*** Block opens ***

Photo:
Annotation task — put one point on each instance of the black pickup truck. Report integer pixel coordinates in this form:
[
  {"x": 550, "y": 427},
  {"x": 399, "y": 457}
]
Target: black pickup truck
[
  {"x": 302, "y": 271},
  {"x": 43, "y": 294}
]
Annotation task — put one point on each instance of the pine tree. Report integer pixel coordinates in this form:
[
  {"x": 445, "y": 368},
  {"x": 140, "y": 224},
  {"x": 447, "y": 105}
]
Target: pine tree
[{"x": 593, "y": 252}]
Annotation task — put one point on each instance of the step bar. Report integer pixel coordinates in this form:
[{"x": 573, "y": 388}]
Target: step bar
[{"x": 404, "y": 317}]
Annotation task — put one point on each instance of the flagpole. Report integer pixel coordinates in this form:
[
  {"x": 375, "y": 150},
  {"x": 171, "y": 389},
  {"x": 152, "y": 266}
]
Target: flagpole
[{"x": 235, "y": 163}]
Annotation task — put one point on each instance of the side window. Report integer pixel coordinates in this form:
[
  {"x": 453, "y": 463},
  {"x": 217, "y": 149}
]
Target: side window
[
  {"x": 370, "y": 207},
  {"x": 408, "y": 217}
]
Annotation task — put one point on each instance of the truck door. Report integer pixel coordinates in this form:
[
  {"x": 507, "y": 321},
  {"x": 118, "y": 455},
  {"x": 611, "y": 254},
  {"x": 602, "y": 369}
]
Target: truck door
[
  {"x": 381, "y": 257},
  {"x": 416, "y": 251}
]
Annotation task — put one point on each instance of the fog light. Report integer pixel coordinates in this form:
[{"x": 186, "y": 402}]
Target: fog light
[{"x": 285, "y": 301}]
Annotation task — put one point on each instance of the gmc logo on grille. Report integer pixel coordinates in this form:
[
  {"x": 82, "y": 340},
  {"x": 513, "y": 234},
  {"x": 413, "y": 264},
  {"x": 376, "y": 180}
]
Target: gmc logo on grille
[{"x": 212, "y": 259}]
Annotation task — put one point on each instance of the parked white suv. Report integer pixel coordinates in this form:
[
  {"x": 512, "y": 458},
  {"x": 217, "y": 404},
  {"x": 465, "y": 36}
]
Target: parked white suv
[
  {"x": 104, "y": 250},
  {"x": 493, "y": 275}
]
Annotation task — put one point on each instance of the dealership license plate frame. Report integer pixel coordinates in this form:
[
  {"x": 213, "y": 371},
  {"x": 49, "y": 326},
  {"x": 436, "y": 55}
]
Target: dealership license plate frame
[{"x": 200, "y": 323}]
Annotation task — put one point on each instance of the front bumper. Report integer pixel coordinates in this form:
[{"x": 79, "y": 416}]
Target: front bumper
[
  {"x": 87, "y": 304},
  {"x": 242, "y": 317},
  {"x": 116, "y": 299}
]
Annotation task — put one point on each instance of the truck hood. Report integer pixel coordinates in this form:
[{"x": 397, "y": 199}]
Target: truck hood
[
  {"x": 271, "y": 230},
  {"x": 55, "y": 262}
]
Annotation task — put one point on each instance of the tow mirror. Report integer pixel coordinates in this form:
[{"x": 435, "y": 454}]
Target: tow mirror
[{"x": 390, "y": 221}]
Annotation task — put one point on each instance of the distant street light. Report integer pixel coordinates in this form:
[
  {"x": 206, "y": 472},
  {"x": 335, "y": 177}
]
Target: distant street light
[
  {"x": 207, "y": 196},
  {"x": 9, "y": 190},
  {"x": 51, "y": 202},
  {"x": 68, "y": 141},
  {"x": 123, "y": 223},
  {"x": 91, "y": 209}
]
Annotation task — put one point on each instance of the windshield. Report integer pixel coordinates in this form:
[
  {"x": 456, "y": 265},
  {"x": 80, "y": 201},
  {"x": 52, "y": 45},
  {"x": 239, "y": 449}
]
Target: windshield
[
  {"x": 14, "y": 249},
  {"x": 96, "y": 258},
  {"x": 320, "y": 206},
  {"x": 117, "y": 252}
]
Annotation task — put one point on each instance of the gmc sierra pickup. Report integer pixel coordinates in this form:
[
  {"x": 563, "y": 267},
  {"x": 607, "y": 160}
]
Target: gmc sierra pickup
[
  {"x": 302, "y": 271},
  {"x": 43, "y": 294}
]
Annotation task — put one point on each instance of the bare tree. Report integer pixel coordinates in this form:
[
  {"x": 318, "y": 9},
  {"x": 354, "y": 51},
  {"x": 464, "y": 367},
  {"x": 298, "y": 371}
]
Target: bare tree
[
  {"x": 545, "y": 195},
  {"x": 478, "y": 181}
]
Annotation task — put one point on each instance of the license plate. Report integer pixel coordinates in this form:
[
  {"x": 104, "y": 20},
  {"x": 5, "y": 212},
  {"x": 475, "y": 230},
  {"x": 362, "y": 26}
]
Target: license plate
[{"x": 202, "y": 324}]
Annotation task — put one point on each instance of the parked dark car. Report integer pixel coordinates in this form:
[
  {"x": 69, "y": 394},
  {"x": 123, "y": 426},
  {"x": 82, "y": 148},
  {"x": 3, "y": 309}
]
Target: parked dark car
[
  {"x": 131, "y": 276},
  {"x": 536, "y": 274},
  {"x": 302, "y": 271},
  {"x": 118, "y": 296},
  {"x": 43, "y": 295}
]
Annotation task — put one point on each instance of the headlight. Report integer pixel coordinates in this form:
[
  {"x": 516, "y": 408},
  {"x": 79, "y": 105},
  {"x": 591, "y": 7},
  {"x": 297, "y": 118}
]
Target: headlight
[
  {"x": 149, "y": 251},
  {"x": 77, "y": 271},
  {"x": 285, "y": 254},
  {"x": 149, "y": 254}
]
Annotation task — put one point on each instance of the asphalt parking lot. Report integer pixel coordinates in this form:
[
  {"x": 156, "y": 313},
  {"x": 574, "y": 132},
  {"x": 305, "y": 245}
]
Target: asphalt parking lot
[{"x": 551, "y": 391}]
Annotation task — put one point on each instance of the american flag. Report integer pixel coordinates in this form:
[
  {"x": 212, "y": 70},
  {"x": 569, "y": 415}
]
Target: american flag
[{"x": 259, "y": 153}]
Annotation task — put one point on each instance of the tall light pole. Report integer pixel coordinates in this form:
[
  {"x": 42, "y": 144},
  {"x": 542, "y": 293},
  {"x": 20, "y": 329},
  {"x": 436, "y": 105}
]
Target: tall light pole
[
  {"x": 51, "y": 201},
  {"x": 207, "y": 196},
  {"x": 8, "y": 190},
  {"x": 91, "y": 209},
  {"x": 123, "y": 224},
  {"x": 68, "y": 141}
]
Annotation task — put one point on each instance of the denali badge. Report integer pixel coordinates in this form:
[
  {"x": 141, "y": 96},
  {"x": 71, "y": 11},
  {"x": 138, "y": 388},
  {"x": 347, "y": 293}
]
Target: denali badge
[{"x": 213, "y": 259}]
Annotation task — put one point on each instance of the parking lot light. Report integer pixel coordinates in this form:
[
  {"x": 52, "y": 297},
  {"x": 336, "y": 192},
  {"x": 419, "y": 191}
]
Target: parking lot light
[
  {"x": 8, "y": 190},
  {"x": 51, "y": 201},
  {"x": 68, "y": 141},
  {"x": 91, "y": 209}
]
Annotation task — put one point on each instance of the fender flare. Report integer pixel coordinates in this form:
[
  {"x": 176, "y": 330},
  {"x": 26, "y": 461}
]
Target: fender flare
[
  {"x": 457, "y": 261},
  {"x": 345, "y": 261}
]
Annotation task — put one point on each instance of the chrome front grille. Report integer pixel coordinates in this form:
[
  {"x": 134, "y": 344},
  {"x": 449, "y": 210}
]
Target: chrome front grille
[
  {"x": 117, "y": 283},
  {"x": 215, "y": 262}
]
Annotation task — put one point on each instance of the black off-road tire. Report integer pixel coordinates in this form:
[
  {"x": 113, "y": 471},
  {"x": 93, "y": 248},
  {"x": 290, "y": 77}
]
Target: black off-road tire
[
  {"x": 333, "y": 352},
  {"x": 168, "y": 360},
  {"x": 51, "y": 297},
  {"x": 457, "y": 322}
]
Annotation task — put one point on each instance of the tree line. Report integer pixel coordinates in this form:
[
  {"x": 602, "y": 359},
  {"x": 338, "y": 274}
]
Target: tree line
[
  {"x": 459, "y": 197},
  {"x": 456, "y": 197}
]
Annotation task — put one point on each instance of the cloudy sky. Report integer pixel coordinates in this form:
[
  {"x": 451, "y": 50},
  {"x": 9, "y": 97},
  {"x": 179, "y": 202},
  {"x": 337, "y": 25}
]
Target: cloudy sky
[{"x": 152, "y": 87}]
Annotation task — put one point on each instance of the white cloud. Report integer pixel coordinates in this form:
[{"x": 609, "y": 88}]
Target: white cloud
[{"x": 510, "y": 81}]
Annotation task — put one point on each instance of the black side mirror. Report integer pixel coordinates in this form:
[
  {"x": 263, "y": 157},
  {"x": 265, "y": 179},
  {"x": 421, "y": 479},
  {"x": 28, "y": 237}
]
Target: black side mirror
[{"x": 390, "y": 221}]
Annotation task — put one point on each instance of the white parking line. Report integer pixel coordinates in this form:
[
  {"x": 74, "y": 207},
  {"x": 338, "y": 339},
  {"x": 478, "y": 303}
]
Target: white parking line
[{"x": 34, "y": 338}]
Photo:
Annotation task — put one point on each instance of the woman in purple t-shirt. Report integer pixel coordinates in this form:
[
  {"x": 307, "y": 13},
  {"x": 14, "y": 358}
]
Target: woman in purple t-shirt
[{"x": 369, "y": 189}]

*** Block closes ***

◆ **THE TASK**
The task here is to output the line with "of the woman" and all lines after it to the end of the records above, exactly and only those.

◆ **RESPONSE AREA**
Annotation task — put one point on each instance of the woman in purple t-shirt. Report integer pixel coordinates in this form:
[
  {"x": 307, "y": 13},
  {"x": 14, "y": 358}
]
Target: woman in purple t-shirt
[{"x": 369, "y": 189}]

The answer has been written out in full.